> **Supplied passage**
┄┄┄┄┄┄┄┄┄┄
The third in a series on Habits.
When considering our habits, we usually think of overt behaviors like exercise, eating well, or keeping clean. Yet there are tons of covert habits going on inside our minds and bodies that are worthy of our attention. To better understand what goes on beneath the surface, Emotional Detectives must turn their magnifying glasses inward to examine their habits of thought and feeling.
Your thoughts mostly happen without your awareness or control (similar to your emotions). Nevertheless, by paying more attention, you can observe your thought processes and discern patterns. The trick is to separate yourself from your thoughts so you can dispassionately examine them. Approach your thoughts with the attitude of a detective who wants to collect evidence and discover the truth. Sometimes I imagine I am on a mental perch - resting on a solid vantage point from which I can observe my inner domain.
While on your ‘mental perch,’ observe your thoughts and characteristic approaches to the world. Lookout for mental habits that tend to be:
- Hierarchical (who or what is the best?) or cooperative (how can we fit together?)
- Judgmental (is this good or bad?) or open-minded (hmmm, what’s going on?)
- Optimistic (glass half full) or pessimistic (glass half empty)
- Creative (something new) or narrow-minded (something old)
- Confident (what can I do?) or out of control (feeling powerless)
Routine patterns of negative thought can influence behavior in insidious ways. Negative mental habits contribute to anxiety, excessive guilt, pessimism, procrastination, low self-esteem and depression. If you are pessimistic about your success chances at work, you are less likely to make the sacrifices necessary to really stand out. Should you believe that nobody could really like you anyway, you may develop social habits that effectively shut people out.
Which mental habits should you be on the lookout for?
Unhealthy mental habits can foster anxiety, guilt, pessimism, procrastination, low self-esteem and depression. David D. Burns, MD wrote a classic a self-help book on Cognitive-Behavioral Therapy (an evidence-based treatment for depression and anxiety). In Feeling Good Burns describes proven techniques that can change negative mental habits (cognitive restructuring). Burns’ highlighted ten common mental habits that trigger negative emotions (cognitive distortions):
Twisted Mental Habits
1) Over Simplifying and Black and White Thinking (all or nothing, splitting)
┄┄┄┄┄┄┄┄┄┄
Dataset entries:
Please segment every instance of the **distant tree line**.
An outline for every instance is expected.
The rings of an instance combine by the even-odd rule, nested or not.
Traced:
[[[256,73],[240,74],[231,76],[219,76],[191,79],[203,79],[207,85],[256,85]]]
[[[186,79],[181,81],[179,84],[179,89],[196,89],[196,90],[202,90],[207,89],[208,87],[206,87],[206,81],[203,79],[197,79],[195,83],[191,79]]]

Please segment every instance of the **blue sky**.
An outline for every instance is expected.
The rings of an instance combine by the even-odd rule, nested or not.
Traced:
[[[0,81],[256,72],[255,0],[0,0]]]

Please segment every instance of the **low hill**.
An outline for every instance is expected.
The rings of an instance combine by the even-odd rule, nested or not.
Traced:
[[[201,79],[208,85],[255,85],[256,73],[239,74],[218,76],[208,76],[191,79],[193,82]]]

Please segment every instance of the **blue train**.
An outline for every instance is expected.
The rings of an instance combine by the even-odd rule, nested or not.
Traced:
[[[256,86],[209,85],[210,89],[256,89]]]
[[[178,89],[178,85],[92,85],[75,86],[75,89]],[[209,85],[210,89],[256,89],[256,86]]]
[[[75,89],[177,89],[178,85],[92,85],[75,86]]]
┄┄┄┄┄┄┄┄┄┄
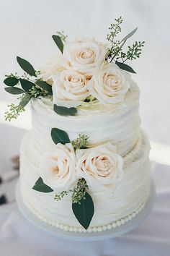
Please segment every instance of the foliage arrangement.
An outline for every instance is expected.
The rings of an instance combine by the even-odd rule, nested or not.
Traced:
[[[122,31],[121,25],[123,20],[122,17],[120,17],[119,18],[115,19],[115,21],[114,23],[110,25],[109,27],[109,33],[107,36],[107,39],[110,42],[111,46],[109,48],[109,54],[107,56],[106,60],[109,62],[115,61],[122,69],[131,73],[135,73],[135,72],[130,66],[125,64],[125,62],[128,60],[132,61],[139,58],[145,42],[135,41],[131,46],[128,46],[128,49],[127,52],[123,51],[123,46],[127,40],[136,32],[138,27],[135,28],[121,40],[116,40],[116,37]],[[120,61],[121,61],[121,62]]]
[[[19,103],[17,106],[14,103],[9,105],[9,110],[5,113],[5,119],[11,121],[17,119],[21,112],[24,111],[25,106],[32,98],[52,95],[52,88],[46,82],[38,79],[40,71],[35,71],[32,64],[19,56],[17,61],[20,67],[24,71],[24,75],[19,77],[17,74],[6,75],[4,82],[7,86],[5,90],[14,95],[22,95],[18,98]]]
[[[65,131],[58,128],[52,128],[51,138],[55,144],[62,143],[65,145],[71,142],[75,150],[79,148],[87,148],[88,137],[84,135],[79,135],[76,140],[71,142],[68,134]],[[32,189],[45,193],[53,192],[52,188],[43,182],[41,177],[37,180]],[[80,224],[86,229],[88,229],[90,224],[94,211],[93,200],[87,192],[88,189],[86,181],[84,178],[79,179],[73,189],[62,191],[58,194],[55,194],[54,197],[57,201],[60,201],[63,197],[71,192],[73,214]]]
┄┄┄┄┄┄┄┄┄┄
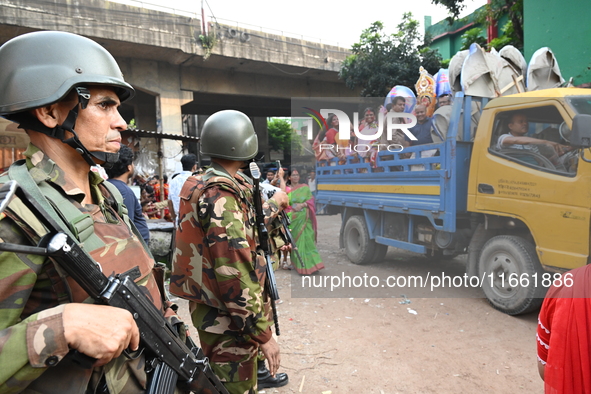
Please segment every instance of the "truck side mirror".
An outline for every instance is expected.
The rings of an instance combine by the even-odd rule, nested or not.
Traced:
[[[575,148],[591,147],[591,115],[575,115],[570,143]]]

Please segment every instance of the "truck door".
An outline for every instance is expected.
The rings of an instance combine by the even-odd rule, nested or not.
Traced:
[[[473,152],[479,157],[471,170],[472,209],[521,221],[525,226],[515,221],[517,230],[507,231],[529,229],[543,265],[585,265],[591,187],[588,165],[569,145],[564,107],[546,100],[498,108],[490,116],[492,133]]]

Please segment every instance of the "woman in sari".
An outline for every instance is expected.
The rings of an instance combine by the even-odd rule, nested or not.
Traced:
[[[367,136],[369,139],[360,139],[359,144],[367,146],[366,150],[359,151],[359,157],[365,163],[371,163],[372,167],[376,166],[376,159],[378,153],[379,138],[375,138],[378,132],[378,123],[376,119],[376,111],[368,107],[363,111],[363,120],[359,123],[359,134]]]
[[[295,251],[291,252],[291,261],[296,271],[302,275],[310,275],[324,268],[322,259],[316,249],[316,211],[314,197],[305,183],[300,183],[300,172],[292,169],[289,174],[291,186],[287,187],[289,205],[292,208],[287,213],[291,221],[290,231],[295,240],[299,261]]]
┄┄┄┄┄┄┄┄┄┄
> **Things to do**
a. How would you translate this sentence from the article on mental habits into Spanish: "Routine patterns of negative thought can influence behavior in insidious ways."
b. Could you continue the article on mental habits, picking up right after its final line?

> **Responses by task**
a. Los patrones rutinarios de pensamiento negativo pueden influir en el comportamiento de maneras insidiosas.

b.
2) Over Generalization (indiscriminate, projecting too much into future, hysteria)
3) Over Filtering (limits the focus of your awareness, attention and perspective)
4) Disqualifying the Positive (Reason fears disappointment and makes faulty attributions)
5) Jumping to Conclusions (Reason pushes for premature foreclosure to avoid uncertainty)
6) Magnification (Catastrophizing) and Minimization (Denial)
7) Emotional Reasoning (Primitive and Social impulses guiding thought rather than reason)
8) Should Statements (Social over-moralizes and re-triggers shame)
9) Labeling and Mislabeling (Social starts character assassination)
10) Personalization (Primitive thinks everything is about you)
*adapted from Psych Central's summary of Burns' Feeling Good
Although changing cognitive distortions can be hard, your efforts will pay off. I can attest to this from personal experience. When in college I routinely reflected on my feelings with my housemates, as they would reflect on theirs. Over the years, I have continued the practice of discussing my feelings with close friends and it’s become second nature. These days I am quite familiar with many of my cognitive distortions. My previous detective work has informed me about my twisted mental habits, and I can recognize them by the familiar feelings that they prompt - my special brand of pain. These days I can spot my distortions when they recur and "correct" for them - so they don't hurt as much or lead me astray. With practice, you can learn to do the same.